Quote verbatim the lines below, from the line containing "Would you be so kind as to mark the dirt" up to and including the line containing "column 30, row 253".

• [THE INPUT]:

========================================================================

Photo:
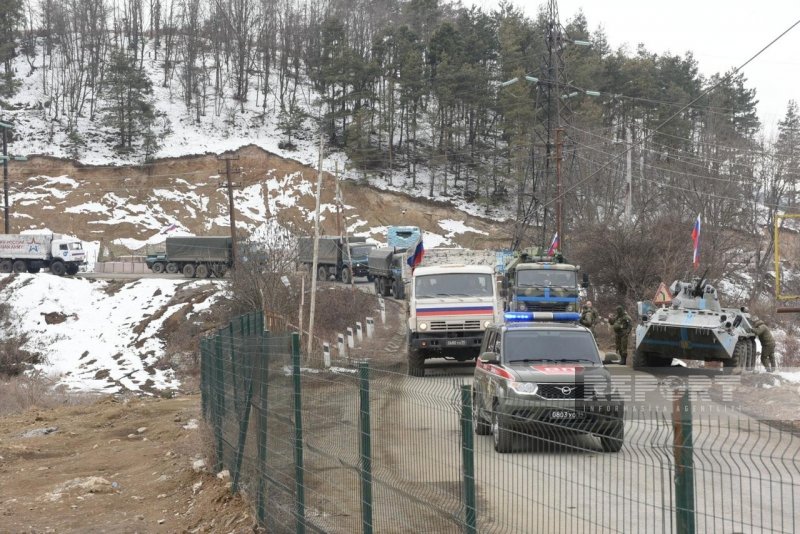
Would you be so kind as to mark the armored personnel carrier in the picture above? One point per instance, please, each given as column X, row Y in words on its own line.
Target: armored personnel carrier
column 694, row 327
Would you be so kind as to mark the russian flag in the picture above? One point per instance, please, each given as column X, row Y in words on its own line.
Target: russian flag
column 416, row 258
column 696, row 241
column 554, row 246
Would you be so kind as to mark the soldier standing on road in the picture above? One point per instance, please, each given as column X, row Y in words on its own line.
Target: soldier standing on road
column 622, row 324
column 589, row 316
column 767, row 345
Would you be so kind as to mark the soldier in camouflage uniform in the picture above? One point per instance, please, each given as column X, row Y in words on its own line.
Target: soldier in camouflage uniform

========================================================================

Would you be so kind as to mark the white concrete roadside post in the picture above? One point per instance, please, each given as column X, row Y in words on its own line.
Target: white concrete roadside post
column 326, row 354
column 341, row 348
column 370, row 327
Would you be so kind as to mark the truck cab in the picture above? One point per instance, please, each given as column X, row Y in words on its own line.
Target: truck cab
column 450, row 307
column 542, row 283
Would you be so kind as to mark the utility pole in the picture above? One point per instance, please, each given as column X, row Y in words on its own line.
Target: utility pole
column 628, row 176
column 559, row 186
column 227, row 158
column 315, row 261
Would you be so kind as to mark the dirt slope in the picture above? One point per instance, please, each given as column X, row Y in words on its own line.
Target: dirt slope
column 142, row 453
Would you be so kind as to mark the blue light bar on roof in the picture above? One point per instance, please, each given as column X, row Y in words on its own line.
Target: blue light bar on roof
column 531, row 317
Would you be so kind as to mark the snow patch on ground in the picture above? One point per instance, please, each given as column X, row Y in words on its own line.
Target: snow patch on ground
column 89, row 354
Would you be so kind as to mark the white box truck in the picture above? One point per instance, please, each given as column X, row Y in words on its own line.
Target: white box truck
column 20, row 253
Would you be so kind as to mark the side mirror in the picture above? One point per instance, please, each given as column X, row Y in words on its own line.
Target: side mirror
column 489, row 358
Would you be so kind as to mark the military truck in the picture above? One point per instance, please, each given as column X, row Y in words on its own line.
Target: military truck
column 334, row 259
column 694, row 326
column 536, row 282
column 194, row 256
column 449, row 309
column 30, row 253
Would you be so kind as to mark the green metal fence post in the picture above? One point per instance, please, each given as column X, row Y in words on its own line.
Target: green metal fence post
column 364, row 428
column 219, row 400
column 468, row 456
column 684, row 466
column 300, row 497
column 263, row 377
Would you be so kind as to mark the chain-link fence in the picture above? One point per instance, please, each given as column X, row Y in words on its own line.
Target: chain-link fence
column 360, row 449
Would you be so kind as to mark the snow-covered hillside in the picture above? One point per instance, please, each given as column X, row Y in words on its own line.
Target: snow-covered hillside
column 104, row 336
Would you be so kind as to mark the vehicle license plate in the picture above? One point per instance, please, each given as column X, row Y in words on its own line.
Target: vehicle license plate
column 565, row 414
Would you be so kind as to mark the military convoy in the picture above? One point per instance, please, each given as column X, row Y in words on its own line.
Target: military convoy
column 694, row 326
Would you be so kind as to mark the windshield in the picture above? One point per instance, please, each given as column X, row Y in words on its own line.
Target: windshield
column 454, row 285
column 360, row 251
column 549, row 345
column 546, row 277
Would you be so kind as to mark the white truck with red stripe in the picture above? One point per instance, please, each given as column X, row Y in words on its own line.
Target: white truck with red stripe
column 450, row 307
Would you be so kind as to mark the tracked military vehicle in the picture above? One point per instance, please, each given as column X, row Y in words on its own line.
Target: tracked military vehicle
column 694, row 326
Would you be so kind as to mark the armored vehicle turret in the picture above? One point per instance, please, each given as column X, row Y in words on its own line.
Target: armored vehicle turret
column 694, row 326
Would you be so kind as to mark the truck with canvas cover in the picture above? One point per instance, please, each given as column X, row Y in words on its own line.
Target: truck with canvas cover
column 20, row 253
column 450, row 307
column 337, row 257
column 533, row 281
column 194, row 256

========================================================================

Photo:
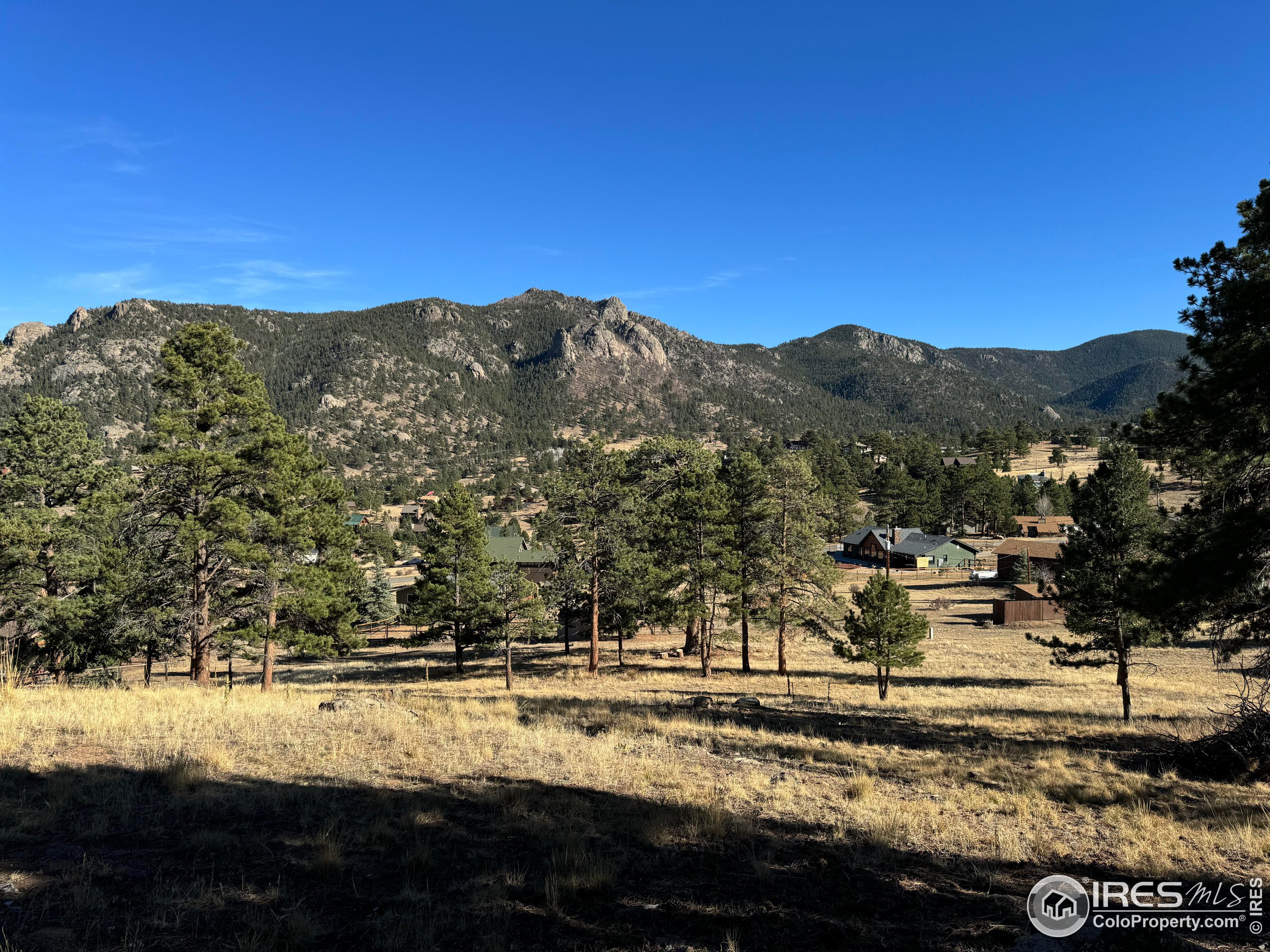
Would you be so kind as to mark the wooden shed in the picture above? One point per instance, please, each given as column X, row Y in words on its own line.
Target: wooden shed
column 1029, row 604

========================================================================

• [RIGHT ANSWER]:
Would you be so kind as to mark the dirt slope in the picture above? One point per instance, please, each given as column X, row Y in words on its own line.
Target: dirt slope
column 142, row 453
Would you be so kind as to mark the blue light bar on roof in the picture above? One point per instance, please, each given as column X, row Y in words on its own line.
Target: blue light bar on roof
column 531, row 317
Would you be so kind as to mark the snow patch on ground in the picture above? One point per instance, please, each given as column X, row Y in words on its own line.
Target: snow patch on ground
column 89, row 354
Would you be so kind as to mark the white box truck in the picture above? One point per instance, please, each given as column X, row Y in words on its own line.
Target: white box truck
column 20, row 253
Would you be so kind as to mark the side mirror in the picture above? One point per instance, please, each given as column X, row Y in words on its own line.
Target: side mirror
column 489, row 358
Would you be so kind as to mark the military truck in the picture above? One point per instance, please, each given as column X, row Y in words on its own line.
Target: military truck
column 334, row 259
column 694, row 326
column 536, row 282
column 194, row 256
column 449, row 309
column 30, row 253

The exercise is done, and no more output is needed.